**Stated task**
Print every line of the listing exactly, please.

::: Task inputs :::

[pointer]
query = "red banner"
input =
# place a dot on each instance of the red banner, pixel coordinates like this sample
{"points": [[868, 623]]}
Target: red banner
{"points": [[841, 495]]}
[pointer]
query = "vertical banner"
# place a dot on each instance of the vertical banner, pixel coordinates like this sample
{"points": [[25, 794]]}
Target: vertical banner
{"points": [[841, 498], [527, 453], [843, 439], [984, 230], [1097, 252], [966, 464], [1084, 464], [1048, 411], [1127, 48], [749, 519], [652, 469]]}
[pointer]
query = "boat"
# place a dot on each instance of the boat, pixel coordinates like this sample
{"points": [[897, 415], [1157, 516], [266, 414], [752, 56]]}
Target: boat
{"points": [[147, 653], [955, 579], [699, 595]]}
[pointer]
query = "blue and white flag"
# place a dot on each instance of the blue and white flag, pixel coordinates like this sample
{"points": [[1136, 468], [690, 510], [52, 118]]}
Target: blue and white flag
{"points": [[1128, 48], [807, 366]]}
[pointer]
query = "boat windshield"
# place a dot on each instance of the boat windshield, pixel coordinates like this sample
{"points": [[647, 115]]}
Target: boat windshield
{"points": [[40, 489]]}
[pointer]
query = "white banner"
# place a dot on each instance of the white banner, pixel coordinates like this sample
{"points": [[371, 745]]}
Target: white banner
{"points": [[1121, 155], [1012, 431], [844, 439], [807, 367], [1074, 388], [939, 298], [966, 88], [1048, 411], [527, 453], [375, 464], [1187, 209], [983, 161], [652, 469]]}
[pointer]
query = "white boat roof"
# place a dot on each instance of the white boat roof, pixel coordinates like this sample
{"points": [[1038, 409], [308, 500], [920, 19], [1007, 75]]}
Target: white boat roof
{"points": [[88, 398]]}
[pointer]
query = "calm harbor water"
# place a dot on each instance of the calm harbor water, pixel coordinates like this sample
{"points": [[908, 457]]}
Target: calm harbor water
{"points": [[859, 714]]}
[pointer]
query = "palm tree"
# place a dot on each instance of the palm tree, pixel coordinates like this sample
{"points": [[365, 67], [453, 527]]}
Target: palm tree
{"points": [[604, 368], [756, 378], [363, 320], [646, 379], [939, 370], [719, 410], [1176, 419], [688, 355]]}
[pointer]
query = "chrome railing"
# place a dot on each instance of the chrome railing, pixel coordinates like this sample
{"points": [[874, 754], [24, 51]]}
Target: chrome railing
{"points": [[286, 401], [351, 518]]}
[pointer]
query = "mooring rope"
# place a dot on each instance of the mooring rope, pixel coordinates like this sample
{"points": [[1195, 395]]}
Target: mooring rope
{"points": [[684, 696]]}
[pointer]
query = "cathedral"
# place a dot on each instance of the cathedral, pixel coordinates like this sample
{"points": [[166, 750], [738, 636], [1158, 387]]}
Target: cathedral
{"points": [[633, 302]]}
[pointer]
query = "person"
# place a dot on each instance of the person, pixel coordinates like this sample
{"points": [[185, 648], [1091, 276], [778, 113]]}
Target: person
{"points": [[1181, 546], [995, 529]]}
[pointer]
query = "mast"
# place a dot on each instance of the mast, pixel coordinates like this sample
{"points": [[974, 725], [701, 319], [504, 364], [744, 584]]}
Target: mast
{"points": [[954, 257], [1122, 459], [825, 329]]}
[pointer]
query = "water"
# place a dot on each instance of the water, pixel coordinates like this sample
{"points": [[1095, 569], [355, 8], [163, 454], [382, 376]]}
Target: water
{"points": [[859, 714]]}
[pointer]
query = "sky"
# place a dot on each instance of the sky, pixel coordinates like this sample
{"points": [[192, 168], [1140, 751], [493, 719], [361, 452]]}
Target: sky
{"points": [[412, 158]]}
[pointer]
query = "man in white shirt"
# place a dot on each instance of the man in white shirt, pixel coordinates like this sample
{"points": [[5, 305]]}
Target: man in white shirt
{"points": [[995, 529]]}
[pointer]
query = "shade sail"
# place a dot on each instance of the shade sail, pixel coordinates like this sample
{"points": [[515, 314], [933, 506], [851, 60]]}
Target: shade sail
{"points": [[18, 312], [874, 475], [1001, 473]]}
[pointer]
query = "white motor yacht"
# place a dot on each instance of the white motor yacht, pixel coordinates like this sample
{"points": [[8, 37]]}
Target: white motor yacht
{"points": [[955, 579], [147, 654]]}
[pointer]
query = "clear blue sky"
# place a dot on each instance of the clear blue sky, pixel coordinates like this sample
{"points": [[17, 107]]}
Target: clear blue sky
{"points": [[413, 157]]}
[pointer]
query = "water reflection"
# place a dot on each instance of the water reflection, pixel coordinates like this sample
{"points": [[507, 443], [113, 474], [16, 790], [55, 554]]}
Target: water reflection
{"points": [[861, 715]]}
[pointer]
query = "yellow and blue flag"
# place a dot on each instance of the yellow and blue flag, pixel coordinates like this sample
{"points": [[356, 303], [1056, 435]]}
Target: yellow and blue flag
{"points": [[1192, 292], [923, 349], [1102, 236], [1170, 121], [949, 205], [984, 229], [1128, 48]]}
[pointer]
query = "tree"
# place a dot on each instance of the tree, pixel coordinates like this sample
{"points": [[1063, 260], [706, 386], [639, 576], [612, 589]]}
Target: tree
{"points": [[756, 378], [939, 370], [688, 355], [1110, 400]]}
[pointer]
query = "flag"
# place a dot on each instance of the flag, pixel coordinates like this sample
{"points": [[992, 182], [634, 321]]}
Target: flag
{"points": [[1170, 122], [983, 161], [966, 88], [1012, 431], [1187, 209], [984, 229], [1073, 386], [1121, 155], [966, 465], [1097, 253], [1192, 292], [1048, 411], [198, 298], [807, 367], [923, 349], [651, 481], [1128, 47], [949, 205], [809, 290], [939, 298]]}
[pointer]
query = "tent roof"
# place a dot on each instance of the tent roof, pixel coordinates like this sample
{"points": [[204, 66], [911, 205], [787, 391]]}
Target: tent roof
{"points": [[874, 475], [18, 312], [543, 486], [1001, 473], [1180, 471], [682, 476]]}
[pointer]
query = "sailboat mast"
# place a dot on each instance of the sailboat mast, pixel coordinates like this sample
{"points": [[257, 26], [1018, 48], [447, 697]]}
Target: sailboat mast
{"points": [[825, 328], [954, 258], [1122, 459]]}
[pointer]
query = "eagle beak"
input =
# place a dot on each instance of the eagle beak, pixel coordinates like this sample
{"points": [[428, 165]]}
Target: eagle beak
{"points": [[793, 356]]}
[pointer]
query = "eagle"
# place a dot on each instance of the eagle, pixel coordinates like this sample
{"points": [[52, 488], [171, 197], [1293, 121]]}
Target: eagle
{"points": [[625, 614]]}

:::

**Reply to the task**
[pointer]
query = "red banner"
input =
# place a dot on each instance of the red banner, pixel coordinates like this sample
{"points": [[868, 623]]}
Target: red banner
{"points": [[841, 495]]}
[pointer]
query = "vertical banner"
# place a dot on each instance of the vertical banner, pixel coordinates like this sample
{"points": [[25, 794]]}
Target: vertical banner
{"points": [[841, 498], [527, 453], [843, 439], [984, 230], [1097, 252], [966, 464], [1084, 464], [1048, 411], [1127, 48], [749, 519], [652, 469]]}
[pointer]
query = "boat"
# place a dot on each instance of the boat, pixel coordinates like this sample
{"points": [[897, 415], [1157, 516], [266, 414], [752, 56]]}
Target: boat
{"points": [[147, 653], [955, 579], [699, 595]]}
[pointer]
query = "blue and white flag"
# place a dot on each instance of the blue and white flag, pixel coordinates like this sample
{"points": [[1136, 468], [690, 510], [52, 118]]}
Target: blue and white flag
{"points": [[1128, 48], [807, 366]]}
[pointer]
query = "boat windshield"
# place a dot on each instance of the boat windshield, pixel coordinates like this sample
{"points": [[647, 115]]}
Target: boat windshield
{"points": [[40, 489]]}
[pointer]
query = "white banner"
# place a dot on each instance of the white banner, pixel coordinates like this sample
{"points": [[371, 745]]}
Target: white banner
{"points": [[1121, 155], [1012, 431], [844, 439], [807, 367], [1074, 388], [939, 298], [966, 88], [1048, 411], [527, 453], [375, 464], [1187, 209], [983, 161], [652, 469]]}
[pointer]
query = "white boat roof"
# place a dot on each instance of the white boat roof, pixel coordinates like this sample
{"points": [[1038, 409], [308, 500], [920, 19], [1007, 75]]}
Target: white boat roof
{"points": [[88, 398]]}
[pointer]
query = "calm harbor water"
# place a dot on each instance of the calm harbor water, pixel coordinates like this sample
{"points": [[908, 457]]}
Target: calm harbor water
{"points": [[859, 714]]}
[pointer]
query = "palm tree"
# place a dot on each instance of the palm tree, pixel coordinates like this sample
{"points": [[365, 67], [453, 527]]}
Target: palm tree
{"points": [[604, 368], [756, 378], [363, 320], [646, 379], [939, 370], [719, 410], [1176, 419], [688, 355]]}
[pointer]
query = "chrome railing"
# place a dot on each instance of the chrome railing, pixel coordinates like this sample
{"points": [[874, 754], [24, 51]]}
Target: chrome railing
{"points": [[286, 401], [351, 518]]}
[pointer]
query = "mooring rope"
# place a dot on each instance of the mooring rope, pixel coordinates like this sample
{"points": [[1195, 395]]}
Target: mooring rope
{"points": [[684, 696]]}
[pointer]
query = "cathedral"
# place a dot on each instance of the cathedral, pixel coordinates like this sample
{"points": [[166, 750], [738, 636], [1158, 387]]}
Target: cathedral
{"points": [[633, 302]]}
[pointer]
query = "person"
# place a dot on each instance of the person, pixel coordinates like this sample
{"points": [[185, 648], [1091, 276], [778, 113]]}
Target: person
{"points": [[1181, 546], [995, 529]]}
[pointer]
query = "mast"
# place a dot on each instance of the mast, pixel coordinates like this sample
{"points": [[974, 725], [701, 319], [504, 364], [744, 584]]}
Target: mast
{"points": [[954, 257], [1122, 459], [825, 329]]}
[pointer]
query = "water"
# place a dot on each instance of the water, pixel coordinates like this sample
{"points": [[1095, 569], [355, 8], [163, 454], [382, 376]]}
Target: water
{"points": [[859, 714]]}
[pointer]
query = "sky"
# place a dot on each instance of the sky, pixel coordinates like this sample
{"points": [[192, 168], [1140, 751], [493, 719], [361, 452]]}
Target: sky
{"points": [[412, 158]]}
[pointer]
query = "man in white shirt"
# place a dot on each instance of the man in white shirt, pixel coordinates like this sample
{"points": [[5, 305]]}
Target: man in white shirt
{"points": [[995, 529]]}
[pointer]
query = "shade sail"
# place a dot on each instance of the shade sail, pixel coordinates like this sample
{"points": [[515, 314], [933, 506], [851, 60]]}
Target: shade sail
{"points": [[18, 312], [874, 475], [1001, 473]]}
[pointer]
query = "white motor yacht"
# place a dot on each instance of the white motor yacht, pixel coordinates like this sample
{"points": [[8, 37]]}
Target: white motor yacht
{"points": [[955, 579], [147, 654]]}
[pointer]
query = "clear blue sky"
# place a dot on each instance of the clear blue sky, pixel coordinates like this sample
{"points": [[17, 107]]}
Target: clear blue sky
{"points": [[413, 157]]}
[pointer]
query = "water reflection"
# place a dot on each instance of the water reflection, pixel coordinates like this sample
{"points": [[507, 443], [113, 474], [16, 790], [55, 554]]}
Target: water reflection
{"points": [[861, 715]]}
[pointer]
query = "yellow and blue flag"
# place a dot on each instance of the yellow and blue flag, pixel coordinates like this sample
{"points": [[356, 303], [1056, 435]]}
Target: yellow and blue flag
{"points": [[1192, 292], [923, 349], [1102, 236], [1170, 121], [949, 205], [984, 229], [1128, 48]]}
[pointer]
query = "tree"
# place a dot on each instance of the tree, pixel coordinates like this sample
{"points": [[1063, 260], [706, 386], [639, 576], [612, 589]]}
Target: tree
{"points": [[756, 378], [939, 370], [688, 355], [1110, 400]]}
[pointer]
query = "flag"
# place a dot on each instance of the flag, pixel coordinates like this sample
{"points": [[992, 182], [634, 321]]}
Target: flag
{"points": [[1170, 122], [983, 161], [966, 88], [1012, 431], [1187, 209], [984, 229], [1073, 386], [1121, 155], [966, 465], [1097, 253], [1192, 292], [1048, 411], [198, 298], [807, 367], [923, 349], [651, 481], [1128, 47], [949, 205], [809, 290], [939, 298]]}
[pointer]
query = "tent roof"
# place a dot on each instance of the tent roof, pixel coordinates like this sample
{"points": [[204, 66], [911, 205], [787, 391]]}
Target: tent roof
{"points": [[874, 475], [18, 312], [543, 486], [1001, 473], [1180, 471], [682, 476]]}
[pointer]
query = "sailboat mast"
# place a dot on each instance of the sailboat mast, pixel coordinates like this sample
{"points": [[257, 26], [1018, 48], [447, 697]]}
Target: sailboat mast
{"points": [[825, 328], [954, 258], [1122, 459]]}
[pointer]
query = "eagle beak"
input =
# place a dot on each instance of the eagle beak, pixel coordinates like this sample
{"points": [[428, 165]]}
Target: eagle beak
{"points": [[793, 356]]}
[pointer]
query = "eagle"
# place a dot on each instance of the eagle, pixel coordinates like this sample
{"points": [[52, 488], [171, 197], [1293, 121]]}
Target: eagle
{"points": [[625, 614]]}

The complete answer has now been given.